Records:
────────────────────

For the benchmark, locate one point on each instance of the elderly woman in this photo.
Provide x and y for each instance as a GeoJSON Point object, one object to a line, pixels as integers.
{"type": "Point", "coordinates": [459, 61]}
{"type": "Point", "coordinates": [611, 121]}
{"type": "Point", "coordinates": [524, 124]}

────────────────────

- Description of the task -
Rewrite every line of the records above as a JSON array of strings, one string per line, omitting blank lines.

- Result for this task -
[
  "For the benchmark, locate one point on each instance of the elderly woman in this photo.",
  "Provide x and y for each instance as a GeoJSON Point object, one object to a line, pixels as integers.",
  "{\"type\": \"Point\", \"coordinates\": [459, 61]}",
  "{\"type\": \"Point\", \"coordinates\": [611, 121]}",
  "{\"type\": \"Point\", \"coordinates\": [524, 124]}"
]